**Excerpted text:**
::::::::::

Sombre China mourns earthquake victims

|PIC1|Flags flew at half mast across China and the Olympic torch relay was suspended as the country began three days of mourning on Monday for more than 30,000 victims of an earthquake that struck a week ago.

But the search for survivors went on in the stricken southwestern province of Sichuan as families refused to give up hope for their loved ones, and rescuers found two more people alive in the rubble.

Around the vast country of 1.3 billion people, air raid sirens and car, train and ship horns will sound to "wail in grief" at 2.28 p.m. (7.28 a.m. British time), the time the quake hit a week ago, the official Xinhua news agency said.

The national flag in Tiananmen Square in central Beijing flew at half mast after a ceremony at dawn.

"I have come today with a heavy heart," said Liu Xianzeng, watching the ceremony in Tiananmen Square. "I feel for the victims of the earthquake and soldiers who are helping there."

Public entertainment was halted and a three-minute silence was also to be observed to mark exactly a week since the quake, the government said.

The Shanghai and Shenzhen stock exchanges and the futures exchanges in Shanghai, Zhengzhou and Dalian would halt trading for three minutes from 2.28 p.m.

In Beichuan, one of the worst hit towns in Sichuan, relatives continued to travel back into the disaster zone to look for family members and see the damage for themselves.

"It's a good idea but maybe it's a bit early,' said Zhou Wanli of the national state of mourning, sitting in the back of a truck heading into Beichuan.

::::::::::

**Source information:**
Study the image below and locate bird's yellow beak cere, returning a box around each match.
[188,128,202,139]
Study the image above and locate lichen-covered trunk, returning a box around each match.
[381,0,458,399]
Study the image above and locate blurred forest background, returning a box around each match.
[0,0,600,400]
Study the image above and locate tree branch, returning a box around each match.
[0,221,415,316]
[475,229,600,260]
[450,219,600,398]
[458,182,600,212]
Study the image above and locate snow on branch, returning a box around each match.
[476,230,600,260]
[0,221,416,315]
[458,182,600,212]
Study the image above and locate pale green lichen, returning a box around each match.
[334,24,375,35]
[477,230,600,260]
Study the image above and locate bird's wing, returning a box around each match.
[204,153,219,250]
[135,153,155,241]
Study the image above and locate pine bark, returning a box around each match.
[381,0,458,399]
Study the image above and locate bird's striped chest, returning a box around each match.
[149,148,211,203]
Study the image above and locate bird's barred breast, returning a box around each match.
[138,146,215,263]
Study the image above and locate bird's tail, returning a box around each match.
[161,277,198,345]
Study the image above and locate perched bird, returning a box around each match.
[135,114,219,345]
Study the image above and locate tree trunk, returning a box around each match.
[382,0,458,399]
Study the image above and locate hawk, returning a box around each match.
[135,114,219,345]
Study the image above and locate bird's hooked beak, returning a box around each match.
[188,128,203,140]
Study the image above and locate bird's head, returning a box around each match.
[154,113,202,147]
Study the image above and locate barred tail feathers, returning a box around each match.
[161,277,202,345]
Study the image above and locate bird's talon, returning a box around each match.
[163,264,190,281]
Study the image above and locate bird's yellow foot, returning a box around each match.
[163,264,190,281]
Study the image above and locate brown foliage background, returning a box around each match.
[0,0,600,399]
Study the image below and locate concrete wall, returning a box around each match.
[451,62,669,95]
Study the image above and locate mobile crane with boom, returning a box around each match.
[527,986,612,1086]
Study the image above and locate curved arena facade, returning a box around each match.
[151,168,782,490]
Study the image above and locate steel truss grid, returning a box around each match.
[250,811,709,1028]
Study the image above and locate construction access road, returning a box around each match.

::::::::::

**Exercises to complete:**
[a] According to the report on China's earthquake mourning, how long was the national period of mourning that began on Monday?
[b] Extend the report on China's earthquake mourning, picking up after its final sentence.
The rows play no part in this exercise.

**Results for each task:**
[a] Three days.

[b]
"All we can care about for the time being is finding our relatives. We don't want to memorialise them if we don't even know if they're alive or dead," he said.

SURVIVORS RESCUED

The official death toll from the 7.9 magnitude quake stands at nearly 32,500.

Some 220,000 people are reported injured and a further 9,500 are thought to be still buried under the rubble in Sichuan. Most are feared dead, but some are still being pulled out alive.

Statistics from past earthquakes show victims have survived up to nearly a fortnight under rubble.

There was a burst of elation in ruined Beichuan, when one woman was found alive.

Wang Hongguo, head of the rescue team, said she had found her under a mass of concrete. "We had to pull her out very gradually. She looked quite sturdy, so she might pull through," Wang said.

Rescuers also found a 50-year-old woman alive in the wreckage of a residential building at the Tianchi Coal Mine.

But seven days after the quake, rescuers mostly had the gruesome job of recovering decomposing bodies. Dozens of bodies were pulled from the rubble in Beichuan on Monday, and rescuers scattered lime and splashed disinfectant to prevent disease.

Even with hundreds of troops poring over the wreckage, some using specialised equipment and sniffer dogs, others carried on the search themselves.

Farmer Wang Hongchen and his wife Chen Guangfen scrambled over hundreds of metres of rubble to look for their son, who worked as a mobile phone repair man in the town.

"I think there's still hope. He worked on the first floor, so if he was lucky there would have been space for him to survive," Wang said, in between shouting out his son's name over the ruins.

"There's nothing I want more than to find him alive," added Chen. "Other people who know their relatives have died can call this a memorial day, or a funeral, but not me yet."

Officials have tried to keep people from the area because of aftershocks and a build-up of water in blocked rivers. Xinhua said the most dangerous mass of water was only about 3 km (2 miles) upstream from Beichuan.

Rescuers had yet to reach all the stricken villages, Xinhua reported. By late Sunday, 77 villages were still cut off.

China says it expects the final death toll to exceed 50,000.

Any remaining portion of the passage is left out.